Data entries
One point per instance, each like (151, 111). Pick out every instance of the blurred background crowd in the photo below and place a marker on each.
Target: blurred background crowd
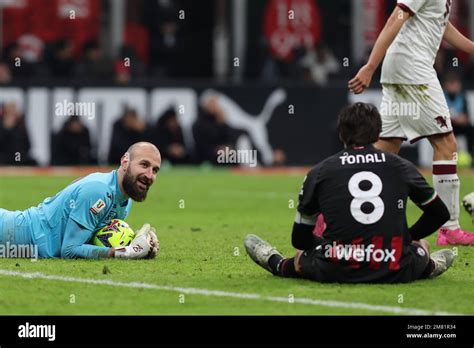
(145, 42)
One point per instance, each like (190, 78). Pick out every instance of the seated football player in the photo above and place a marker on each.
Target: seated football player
(362, 193)
(61, 226)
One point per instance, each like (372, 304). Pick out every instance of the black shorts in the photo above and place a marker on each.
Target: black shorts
(415, 264)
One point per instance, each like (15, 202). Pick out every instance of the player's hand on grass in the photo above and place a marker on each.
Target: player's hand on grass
(140, 247)
(362, 80)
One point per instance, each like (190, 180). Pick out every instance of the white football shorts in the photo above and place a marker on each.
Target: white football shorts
(413, 112)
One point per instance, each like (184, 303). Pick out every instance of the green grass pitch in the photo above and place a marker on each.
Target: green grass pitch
(202, 217)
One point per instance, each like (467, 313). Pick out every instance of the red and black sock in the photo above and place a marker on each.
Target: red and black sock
(283, 267)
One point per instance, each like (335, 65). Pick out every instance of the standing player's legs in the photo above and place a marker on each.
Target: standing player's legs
(392, 135)
(426, 115)
(446, 183)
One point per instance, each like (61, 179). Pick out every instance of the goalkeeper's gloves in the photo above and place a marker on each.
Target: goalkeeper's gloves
(468, 203)
(140, 247)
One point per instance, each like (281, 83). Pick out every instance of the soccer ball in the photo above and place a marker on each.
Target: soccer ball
(117, 234)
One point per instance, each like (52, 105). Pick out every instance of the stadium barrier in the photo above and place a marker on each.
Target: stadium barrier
(300, 120)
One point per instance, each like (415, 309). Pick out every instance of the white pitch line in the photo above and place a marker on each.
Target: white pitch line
(217, 293)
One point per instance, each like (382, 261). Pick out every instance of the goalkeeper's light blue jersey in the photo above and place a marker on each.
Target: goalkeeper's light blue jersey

Exercise instructions: From the records above, return each line that includes "blue".

Solution:
One point per instance, each like (382, 261). Pick out every instance of the goalkeeper's light blue jersey in the photo above and place a marker on each.
Target: goalkeeper's light blue jersey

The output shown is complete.